About this exercise >>
Your task is to repeat the entries exactly. Leave the pictures out.

Supplied entries >>
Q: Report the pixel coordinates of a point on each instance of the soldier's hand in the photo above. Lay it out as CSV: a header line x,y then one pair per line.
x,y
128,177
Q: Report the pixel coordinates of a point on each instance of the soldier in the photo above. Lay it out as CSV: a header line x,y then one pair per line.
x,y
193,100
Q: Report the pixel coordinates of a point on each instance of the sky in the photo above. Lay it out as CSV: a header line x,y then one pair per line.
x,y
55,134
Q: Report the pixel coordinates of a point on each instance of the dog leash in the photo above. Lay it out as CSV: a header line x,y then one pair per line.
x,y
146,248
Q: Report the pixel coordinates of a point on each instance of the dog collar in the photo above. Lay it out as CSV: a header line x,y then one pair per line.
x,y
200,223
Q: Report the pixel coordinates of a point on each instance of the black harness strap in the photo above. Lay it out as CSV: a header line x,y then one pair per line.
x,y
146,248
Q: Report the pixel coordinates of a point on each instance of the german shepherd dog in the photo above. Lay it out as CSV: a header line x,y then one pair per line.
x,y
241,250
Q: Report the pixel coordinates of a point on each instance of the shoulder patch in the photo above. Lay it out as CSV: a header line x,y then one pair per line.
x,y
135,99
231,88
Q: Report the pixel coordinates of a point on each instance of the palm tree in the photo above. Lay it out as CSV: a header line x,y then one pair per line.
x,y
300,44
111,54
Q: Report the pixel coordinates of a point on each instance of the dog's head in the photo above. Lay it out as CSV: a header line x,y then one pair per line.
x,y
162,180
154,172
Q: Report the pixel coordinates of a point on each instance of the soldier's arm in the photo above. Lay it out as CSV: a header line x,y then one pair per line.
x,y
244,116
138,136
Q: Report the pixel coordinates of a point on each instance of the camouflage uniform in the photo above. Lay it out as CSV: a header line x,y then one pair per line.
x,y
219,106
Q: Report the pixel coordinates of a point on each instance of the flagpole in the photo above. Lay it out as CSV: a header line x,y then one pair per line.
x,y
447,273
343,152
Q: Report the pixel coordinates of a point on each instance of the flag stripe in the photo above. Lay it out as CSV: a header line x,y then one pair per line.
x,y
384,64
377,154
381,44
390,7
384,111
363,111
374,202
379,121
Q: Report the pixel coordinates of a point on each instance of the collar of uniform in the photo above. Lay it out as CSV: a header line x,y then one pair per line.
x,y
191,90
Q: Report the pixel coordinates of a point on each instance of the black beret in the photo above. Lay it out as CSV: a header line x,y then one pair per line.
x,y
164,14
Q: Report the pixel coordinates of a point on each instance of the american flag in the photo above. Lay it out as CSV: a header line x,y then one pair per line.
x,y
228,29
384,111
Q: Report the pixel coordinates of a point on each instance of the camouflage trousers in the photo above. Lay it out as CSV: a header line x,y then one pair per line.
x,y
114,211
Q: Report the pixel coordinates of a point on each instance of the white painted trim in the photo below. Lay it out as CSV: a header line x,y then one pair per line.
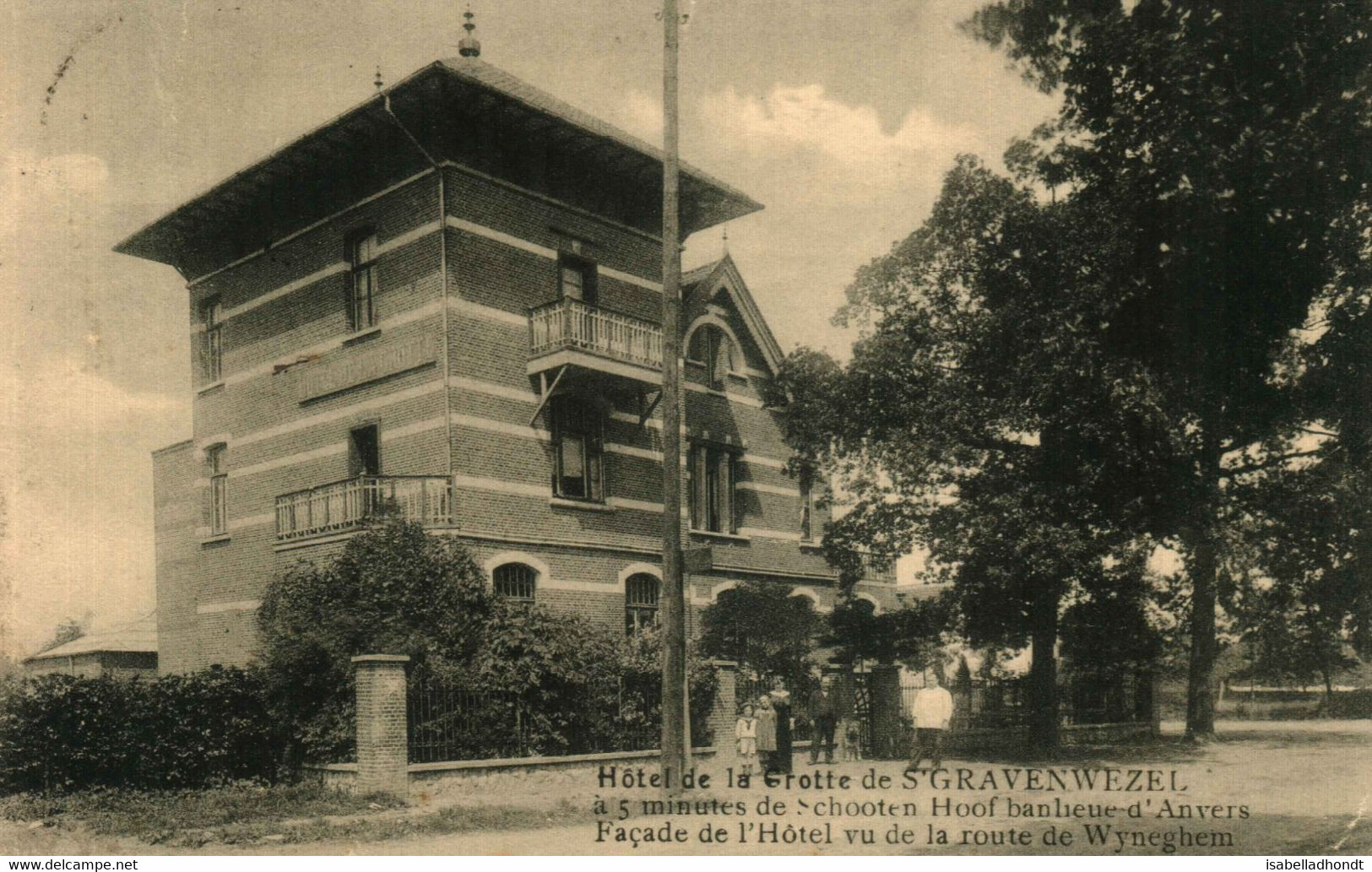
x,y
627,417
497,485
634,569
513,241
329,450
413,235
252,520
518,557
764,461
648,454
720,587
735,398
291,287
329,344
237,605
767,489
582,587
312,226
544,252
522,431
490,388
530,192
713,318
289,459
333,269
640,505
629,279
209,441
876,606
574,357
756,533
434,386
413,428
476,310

Answer to the problem >>
Q: Report the pixel coordinates of a point on each instance of the soldier's hand in the photo above. Lay it out as CSV: a header line x,y then one pair per line.
x,y
128,177
Q: Report the pixel coordinates of a point on each instance of the soldier in the photo above. Lay it out as CSV: a header line x,y then one pair per line.
x,y
193,100
Q: Report the pixel coordinates of a point on each instance of the sky in the photo above. Lay it out as CSV: a header line x,y then one pair per line.
x,y
55,134
Q: Report the pixel coordinates of a point on each instance of the dog leash in the photo above. Lay it out as CSV: a header line x,y then one pair per line.
x,y
146,248
Q: Report the pixel coordinates of a point on each instance of the dog collar in the photo above. Lay it out as CSV: a header line x,y then one pair per line.
x,y
200,223
Q: Report the pixel coordinates of a point on each instance of the black harness strap in the photo above. Lay it out as CSV: a header line x,y then one pair per line.
x,y
146,248
Q: Report the pixel coordinates of a point on each instance of the german shepherd dog in the photo above. Lay it out as CSV: a header line x,y then one pair per line.
x,y
241,250
Q: Report the pixel coordinates of a point on each instance of the shoulder patch in the photo above. Lay it out as CSV: a header line x,y then one pair per line.
x,y
135,99
231,88
Q: Report the pixel coordinates of a point on each instance of the palm tree in the photo above. Lay it out as CSV: a header line x,y then one pair per line.
x,y
300,44
111,54
Q: Report the pixel coordinates of a point on each instance of the dog's head in the photo above. Lay it out as CSV: a header line x,y then one pair per line.
x,y
162,180
154,172
Q: Report the pixel coordinates of a point on each instance of the soldier's arm in the photo above. Lay it out as CSV: a header line x,y then one pair per line.
x,y
244,116
138,136
Q: Report the pixel coordinates of a point on each instance of the camouflage uniform in the photo above. Lay it out as CSV: a header line x,y then one pair per line.
x,y
219,106
Q: Report the pixel coordinates of a point on each instance of the flagpole in the photo above. Lay it out as CSV: a header line x,y then one pair per line.
x,y
447,273
343,152
Q: Report the pixel coordinates of a point on each instance of the flag stripe in the photo above. Lay it out as CSV: a header line x,y then one pair per line.
x,y
384,64
377,154
381,44
390,7
384,111
363,111
374,202
379,121
Q: Report the pixel coordinates of a point on each instance of the collar of uniform in the photo above. Lay it out as CSV: a header line x,y then one pair per line.
x,y
191,90
Q: Report the pixel coordinates of a point on each instance of the black beret in the photo above. Lay it out as CSV: a header line x,y then one pair per line.
x,y
164,14
Q: Report the pixel coordinates of a point on each instance of the american flag in the photo above. Lay it out as CSV: a header line x,y then one pair per line.
x,y
228,29
384,111
Q: Report the pixel coordinates of a point on each instance of the camouflage trousers in the photo above. Lay it out as CSV: a header line x,y then one pair per line.
x,y
114,211
Q: Report the pixel coordinates of a point on each instance of the white painted trim in the photo below. Lay it out as CSV: a header line x,y then one pair per line.
x,y
627,417
497,485
634,569
513,241
329,450
413,235
252,520
518,557
764,461
648,454
720,587
735,398
291,287
329,344
237,605
767,489
582,587
312,226
544,252
522,431
490,388
530,192
713,318
289,459
333,269
640,505
629,279
209,441
876,606
574,357
756,533
434,386
413,428
476,310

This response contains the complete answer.